Exercise passage:
· · ·

New homes are tightly built to save energy. An unventilated – or inadequately ventilated attic seldom loses enough heat overnight to compensate for the heat gained during the day. Eventually, this accumulation of heat begins to have more practical – and costly – consequences. The most obvious are the actions taken by homeowners to cool themselves. To reduce the effect of the heat – not only the daytime heat gain but also the excess heat being stored in the attic – they turn on fans, window air conditioners or central air conditioning systems. As the hot weather continues, these appliances run longer and longer – a fact well documented by utility companies across the country. Homeowners pay for all this added energy consumption in higher utility bills. A less obvious – but equally costly – consequence can be found on the roof itself. Homeowners can’t see it happening, but over time excess attic heat can cause some shingles to distort and deteriorate. The result is premature failure of roofing materials – and perhaps a leaky roof. Once that happens, the cost of a new roof is the least homeowners can expect to pay. More than likely, they also may face added costs for structural and interior repairs related to water infiltration.
Air within your home can be up to 10 times more polluted than the air outside. Microbial pollutants like mold, pet dander and plant pollen along with chemicals such as radon and volatile organic compounds (VOCs) create a toxic environment in your home. The build-up of pollutants such as these is shown to lead to allergies, asthma and other health concerns.
To combat the issue of poor roof ventilation, many studies from Building Science organizations, government and independent building science experts indicate that today’s homes need balanced ventilation throughout the day to maintain a healthy indoor environment.

· · ·

Provided material:
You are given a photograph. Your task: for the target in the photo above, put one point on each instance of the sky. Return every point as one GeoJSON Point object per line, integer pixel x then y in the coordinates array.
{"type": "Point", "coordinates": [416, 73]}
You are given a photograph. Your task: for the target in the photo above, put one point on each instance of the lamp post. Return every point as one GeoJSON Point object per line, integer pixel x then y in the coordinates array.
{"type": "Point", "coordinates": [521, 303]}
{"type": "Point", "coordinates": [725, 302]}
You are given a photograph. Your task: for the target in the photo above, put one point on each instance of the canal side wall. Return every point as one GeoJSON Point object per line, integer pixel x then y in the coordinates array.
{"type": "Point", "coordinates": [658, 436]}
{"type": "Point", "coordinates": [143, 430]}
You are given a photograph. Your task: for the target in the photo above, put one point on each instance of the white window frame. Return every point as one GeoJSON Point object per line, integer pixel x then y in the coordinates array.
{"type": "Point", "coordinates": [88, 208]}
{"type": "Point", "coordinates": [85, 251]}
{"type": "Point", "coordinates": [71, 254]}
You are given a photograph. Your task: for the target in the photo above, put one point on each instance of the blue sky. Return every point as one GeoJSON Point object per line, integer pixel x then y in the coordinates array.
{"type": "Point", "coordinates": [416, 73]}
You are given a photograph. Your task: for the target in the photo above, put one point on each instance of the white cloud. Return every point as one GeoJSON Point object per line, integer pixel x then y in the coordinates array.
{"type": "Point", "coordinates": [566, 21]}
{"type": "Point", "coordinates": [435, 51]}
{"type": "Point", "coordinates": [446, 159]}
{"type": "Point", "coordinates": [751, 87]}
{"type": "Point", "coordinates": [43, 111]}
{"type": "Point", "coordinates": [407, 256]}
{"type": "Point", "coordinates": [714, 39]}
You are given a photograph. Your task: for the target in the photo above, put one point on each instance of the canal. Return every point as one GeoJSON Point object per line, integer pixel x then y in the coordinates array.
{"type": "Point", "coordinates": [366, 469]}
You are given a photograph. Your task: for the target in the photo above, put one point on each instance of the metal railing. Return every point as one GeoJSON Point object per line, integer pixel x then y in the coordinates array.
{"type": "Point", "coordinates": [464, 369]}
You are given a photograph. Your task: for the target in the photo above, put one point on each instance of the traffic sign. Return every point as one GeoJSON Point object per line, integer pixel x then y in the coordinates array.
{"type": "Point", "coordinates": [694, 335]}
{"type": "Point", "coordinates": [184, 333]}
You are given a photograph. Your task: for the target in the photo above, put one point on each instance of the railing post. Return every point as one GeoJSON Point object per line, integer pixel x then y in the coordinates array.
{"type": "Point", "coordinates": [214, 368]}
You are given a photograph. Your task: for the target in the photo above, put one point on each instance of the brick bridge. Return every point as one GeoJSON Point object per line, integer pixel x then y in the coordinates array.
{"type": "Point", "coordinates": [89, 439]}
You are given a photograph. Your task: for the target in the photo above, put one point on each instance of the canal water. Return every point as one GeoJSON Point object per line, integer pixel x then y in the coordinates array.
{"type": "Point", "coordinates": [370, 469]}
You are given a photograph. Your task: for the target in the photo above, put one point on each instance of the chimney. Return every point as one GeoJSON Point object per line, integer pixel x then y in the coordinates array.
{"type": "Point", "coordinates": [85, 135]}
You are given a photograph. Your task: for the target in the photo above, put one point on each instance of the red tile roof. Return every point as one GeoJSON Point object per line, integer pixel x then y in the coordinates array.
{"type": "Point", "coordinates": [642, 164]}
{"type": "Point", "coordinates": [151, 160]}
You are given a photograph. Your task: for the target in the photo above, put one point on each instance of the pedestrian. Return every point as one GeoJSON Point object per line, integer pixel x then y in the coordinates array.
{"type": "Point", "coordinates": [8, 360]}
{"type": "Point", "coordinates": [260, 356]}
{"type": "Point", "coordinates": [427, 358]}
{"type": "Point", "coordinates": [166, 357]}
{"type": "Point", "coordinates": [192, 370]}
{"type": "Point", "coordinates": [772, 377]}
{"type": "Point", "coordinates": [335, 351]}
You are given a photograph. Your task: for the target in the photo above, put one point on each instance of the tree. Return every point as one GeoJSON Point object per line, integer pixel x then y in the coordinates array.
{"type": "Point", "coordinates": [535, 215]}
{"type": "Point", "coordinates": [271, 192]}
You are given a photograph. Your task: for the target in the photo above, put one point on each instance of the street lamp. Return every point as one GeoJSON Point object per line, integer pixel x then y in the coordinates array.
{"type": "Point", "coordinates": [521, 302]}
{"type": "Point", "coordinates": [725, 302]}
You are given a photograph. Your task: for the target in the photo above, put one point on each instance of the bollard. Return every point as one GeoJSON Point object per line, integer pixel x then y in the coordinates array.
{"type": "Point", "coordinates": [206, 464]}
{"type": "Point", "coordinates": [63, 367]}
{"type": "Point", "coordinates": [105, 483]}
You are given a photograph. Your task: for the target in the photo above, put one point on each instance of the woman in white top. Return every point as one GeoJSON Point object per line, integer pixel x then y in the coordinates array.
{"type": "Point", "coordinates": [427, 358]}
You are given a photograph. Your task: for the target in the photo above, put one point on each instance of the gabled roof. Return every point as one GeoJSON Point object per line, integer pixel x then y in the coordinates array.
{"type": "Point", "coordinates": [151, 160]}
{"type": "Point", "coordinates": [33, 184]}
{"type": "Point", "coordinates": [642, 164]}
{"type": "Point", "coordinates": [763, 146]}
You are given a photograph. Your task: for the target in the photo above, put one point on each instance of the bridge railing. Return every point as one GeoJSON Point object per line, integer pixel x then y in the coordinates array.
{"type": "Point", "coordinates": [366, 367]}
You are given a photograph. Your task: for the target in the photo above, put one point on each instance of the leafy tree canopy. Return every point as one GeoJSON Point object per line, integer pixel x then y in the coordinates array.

· · ·

Exercise: Please write out the part of the attic ventilation text between "To combat the" and "healthy indoor environment.", inclusive, copying it word for word. The records come from a different source than the text.

Reply:
To combat the issue of poor roof ventilation, many studies from Building Science organizations, government and independent building science experts indicate that today’s homes need balanced ventilation throughout the day to maintain a healthy indoor environment.